1) How did you first become interested in reading Wordsworth’s poetry through the lens of music and musicality?

Growing up with fond memories of playing instruments and going to classical concerts, I have always been fascinated by the close connection between poetry and music. Among the many Romantic poets, I was particularly drawn to the works of Wordsworth, but not because he was known for his musical abilities. Quite the contrary – he was criticised by some of his contemporaries as unmusical. For example, Edward Quillinan once commented that Wordsworth was a poet who ‘had no ear for instrumental music’, and Henry Crabb Robinson even poked fun at a time when Wordsworth fell asleep at a musical party. Despite these remarks, I thought that Wordsworth’s poetry contained very impressive musical references and auditory imagery, as well as complex thematic and stylistic engagements with the music of verse.

So this made me wonder: How can we define the sense of musicality in Wordsworth’s poetry? What is the function of his musical ideas in theory and practice? How did Wordsworth transfer his understanding of formal and metrical musicality to his representations of the imaginative effects of auditory perception?

******

THE REQUEST: Write the next part of the interview answer about musicality in Wordsworth's poetry, picking up after its final question. You won't need any of the material that follows the text.

Dataset sample:
******

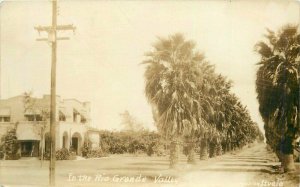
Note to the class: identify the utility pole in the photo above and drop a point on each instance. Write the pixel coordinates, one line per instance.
(52, 38)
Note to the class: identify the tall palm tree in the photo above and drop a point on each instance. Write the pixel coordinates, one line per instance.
(172, 75)
(277, 86)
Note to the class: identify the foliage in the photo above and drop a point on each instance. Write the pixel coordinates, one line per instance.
(172, 76)
(130, 123)
(96, 153)
(11, 146)
(86, 148)
(130, 142)
(277, 87)
(62, 154)
(189, 98)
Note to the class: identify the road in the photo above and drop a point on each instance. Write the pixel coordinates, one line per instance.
(248, 167)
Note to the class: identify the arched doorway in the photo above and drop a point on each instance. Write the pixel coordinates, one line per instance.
(65, 140)
(76, 142)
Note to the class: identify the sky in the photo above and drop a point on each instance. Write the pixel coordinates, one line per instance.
(101, 61)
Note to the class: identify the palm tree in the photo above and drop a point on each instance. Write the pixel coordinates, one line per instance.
(172, 75)
(277, 86)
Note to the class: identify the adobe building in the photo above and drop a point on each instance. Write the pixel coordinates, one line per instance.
(32, 124)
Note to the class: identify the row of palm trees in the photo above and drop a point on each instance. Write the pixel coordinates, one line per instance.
(191, 103)
(278, 89)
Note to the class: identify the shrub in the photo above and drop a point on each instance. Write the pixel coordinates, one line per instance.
(96, 153)
(11, 146)
(62, 154)
(86, 148)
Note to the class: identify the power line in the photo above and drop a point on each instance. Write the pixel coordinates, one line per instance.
(52, 38)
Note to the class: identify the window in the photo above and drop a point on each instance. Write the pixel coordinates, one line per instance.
(4, 118)
(62, 117)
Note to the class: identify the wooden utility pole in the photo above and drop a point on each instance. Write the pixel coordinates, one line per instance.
(52, 38)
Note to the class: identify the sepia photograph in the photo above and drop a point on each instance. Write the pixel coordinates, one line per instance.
(131, 93)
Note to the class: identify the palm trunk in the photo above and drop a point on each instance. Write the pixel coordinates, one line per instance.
(212, 150)
(203, 149)
(287, 157)
(288, 162)
(219, 149)
(174, 154)
(191, 153)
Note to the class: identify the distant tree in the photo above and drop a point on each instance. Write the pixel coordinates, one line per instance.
(172, 76)
(277, 86)
(130, 123)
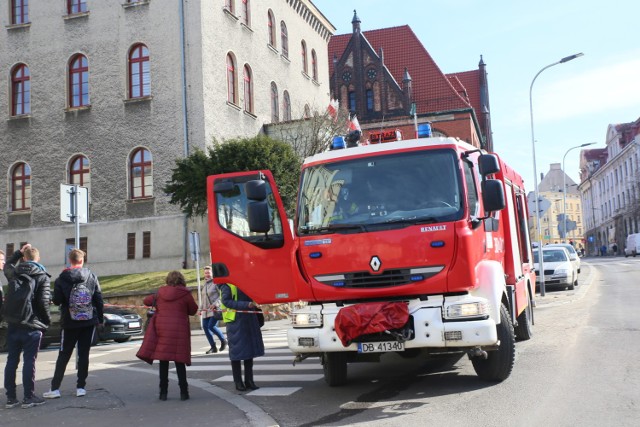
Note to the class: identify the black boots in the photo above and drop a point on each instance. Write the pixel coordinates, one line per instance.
(251, 385)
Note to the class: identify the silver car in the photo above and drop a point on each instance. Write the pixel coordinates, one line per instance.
(558, 268)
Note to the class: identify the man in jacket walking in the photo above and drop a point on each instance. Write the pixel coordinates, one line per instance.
(24, 336)
(78, 325)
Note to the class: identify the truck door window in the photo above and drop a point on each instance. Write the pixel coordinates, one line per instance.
(233, 216)
(472, 191)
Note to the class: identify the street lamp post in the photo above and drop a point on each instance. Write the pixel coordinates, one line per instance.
(535, 173)
(564, 188)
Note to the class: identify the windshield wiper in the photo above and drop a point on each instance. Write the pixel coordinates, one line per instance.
(337, 228)
(411, 221)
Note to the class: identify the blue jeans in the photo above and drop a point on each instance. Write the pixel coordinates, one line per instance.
(26, 341)
(210, 328)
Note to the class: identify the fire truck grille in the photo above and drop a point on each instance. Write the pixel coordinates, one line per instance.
(388, 278)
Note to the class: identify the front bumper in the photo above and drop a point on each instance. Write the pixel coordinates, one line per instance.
(430, 330)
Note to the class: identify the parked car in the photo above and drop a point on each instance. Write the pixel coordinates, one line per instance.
(632, 245)
(120, 324)
(50, 336)
(558, 268)
(573, 254)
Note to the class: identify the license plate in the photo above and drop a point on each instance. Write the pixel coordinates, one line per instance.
(380, 347)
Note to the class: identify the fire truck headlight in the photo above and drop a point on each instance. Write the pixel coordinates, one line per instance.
(306, 320)
(466, 310)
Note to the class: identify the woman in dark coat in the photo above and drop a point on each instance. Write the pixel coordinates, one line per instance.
(174, 304)
(243, 334)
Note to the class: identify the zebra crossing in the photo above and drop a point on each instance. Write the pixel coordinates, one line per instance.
(274, 372)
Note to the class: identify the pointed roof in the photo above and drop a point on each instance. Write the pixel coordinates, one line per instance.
(432, 89)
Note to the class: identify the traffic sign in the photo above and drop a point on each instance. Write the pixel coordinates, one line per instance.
(68, 209)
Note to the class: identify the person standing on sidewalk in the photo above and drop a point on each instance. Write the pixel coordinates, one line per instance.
(77, 292)
(24, 335)
(243, 332)
(174, 304)
(211, 313)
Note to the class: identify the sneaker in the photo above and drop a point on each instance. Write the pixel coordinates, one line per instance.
(32, 401)
(12, 403)
(51, 394)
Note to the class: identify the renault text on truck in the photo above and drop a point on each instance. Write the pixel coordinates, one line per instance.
(418, 247)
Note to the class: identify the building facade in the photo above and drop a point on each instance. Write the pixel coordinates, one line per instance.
(107, 94)
(555, 206)
(388, 80)
(610, 188)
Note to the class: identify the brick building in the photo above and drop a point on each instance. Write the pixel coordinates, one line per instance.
(384, 76)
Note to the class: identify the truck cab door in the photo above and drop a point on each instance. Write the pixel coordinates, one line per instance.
(260, 263)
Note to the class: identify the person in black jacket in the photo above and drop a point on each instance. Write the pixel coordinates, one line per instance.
(24, 337)
(74, 332)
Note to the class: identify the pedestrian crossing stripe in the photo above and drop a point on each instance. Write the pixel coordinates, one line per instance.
(256, 367)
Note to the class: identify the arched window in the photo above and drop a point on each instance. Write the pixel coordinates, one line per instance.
(284, 39)
(79, 81)
(272, 28)
(79, 172)
(76, 6)
(246, 13)
(139, 72)
(275, 114)
(20, 90)
(286, 107)
(314, 65)
(141, 174)
(232, 95)
(303, 52)
(19, 11)
(248, 89)
(21, 187)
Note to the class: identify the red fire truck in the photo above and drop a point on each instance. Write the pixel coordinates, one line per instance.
(419, 247)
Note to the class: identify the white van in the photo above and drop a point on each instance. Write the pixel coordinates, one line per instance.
(632, 245)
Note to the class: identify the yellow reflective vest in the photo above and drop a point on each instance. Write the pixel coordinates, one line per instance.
(229, 314)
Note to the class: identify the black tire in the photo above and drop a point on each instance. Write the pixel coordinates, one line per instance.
(335, 368)
(524, 331)
(499, 363)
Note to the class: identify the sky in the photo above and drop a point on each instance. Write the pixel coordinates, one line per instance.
(573, 103)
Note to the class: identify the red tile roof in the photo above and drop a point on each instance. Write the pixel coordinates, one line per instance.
(433, 91)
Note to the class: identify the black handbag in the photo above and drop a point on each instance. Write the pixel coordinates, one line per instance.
(260, 315)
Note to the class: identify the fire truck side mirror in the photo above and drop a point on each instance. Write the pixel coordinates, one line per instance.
(488, 164)
(492, 195)
(258, 216)
(256, 190)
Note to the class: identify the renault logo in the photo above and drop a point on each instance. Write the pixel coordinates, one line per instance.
(375, 263)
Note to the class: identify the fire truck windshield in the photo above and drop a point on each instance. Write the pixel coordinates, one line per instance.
(381, 192)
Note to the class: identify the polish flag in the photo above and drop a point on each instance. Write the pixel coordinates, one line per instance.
(354, 124)
(332, 109)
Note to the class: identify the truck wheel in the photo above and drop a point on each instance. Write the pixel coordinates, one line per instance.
(335, 368)
(499, 363)
(525, 320)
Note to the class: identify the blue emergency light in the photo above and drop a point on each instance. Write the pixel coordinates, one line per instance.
(338, 143)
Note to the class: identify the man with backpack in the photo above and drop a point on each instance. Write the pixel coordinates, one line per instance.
(77, 292)
(26, 311)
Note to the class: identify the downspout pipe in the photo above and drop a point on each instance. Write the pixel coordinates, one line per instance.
(185, 124)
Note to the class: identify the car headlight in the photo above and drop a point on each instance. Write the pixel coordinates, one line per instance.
(468, 309)
(306, 320)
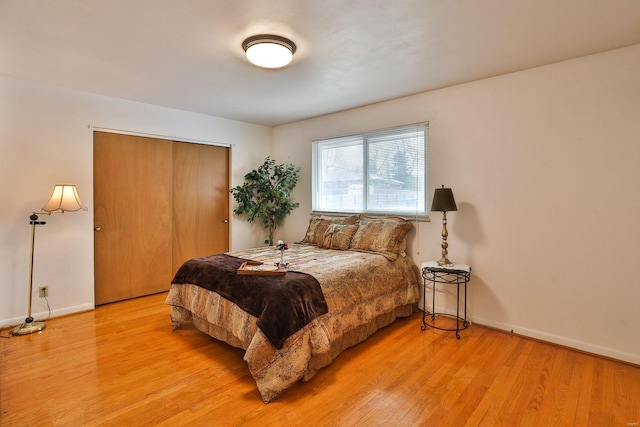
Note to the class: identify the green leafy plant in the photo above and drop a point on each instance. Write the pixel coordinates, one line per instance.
(266, 195)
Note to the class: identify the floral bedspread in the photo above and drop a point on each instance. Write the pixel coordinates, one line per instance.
(364, 292)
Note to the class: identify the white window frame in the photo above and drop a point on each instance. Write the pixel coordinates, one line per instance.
(363, 140)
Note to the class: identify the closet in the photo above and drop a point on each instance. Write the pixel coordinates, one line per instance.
(157, 203)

******

RESULT OF THIS TASK:
2) In your introduction, you write that ‘The principal aim of this book is to examine Wordsworth’s unique expression of poetic harmony’.  How did you decide to place harmony at the book’s heart?

I didn’t have harmony as a central theme in mind when I first set out to write my book. However, as I delved deeper into Wordsworth’s poetic theory and practice, I found that the word kept appearing in his works, in both his prose and verse. One of the most striking examples is his representation of the poetic mind as ‘framed even like the breath / And harmony of music.’ Wordsworth also believed that ‘a pure and refined scheme of harmony’ should prevail in all ‘higher poetry’. In ‘the music of harmonious metrical language’, he locates ‘a complex feeling of delight’. Even in his thoughts on poetic form, harmony was a guiding principle. Wordsworth looked to ‘the dignified simplicity and majestic harmony’ of Milton’s sonnets as a model for his private reflection and public preoccupations.

This idea of harmony extends beyond just the sound of the words themselves. The complex and multifarious connotations of the term take my reading of Wordsworth’s formal musicality and sound imagery to a more philosophical level. Rather than simply viewing his auditory poetics as the sounding of words or reading through the lens of metrical appreciation, I explore how Wordsworth carefully crafted his musical language and metaphors as a tool for expressing his theory of the imagination and the function of poetry, as well as his views on life, nature, and humanity.

3) Which of Wordsworth’s poems do you see as being most central to his engagements with music?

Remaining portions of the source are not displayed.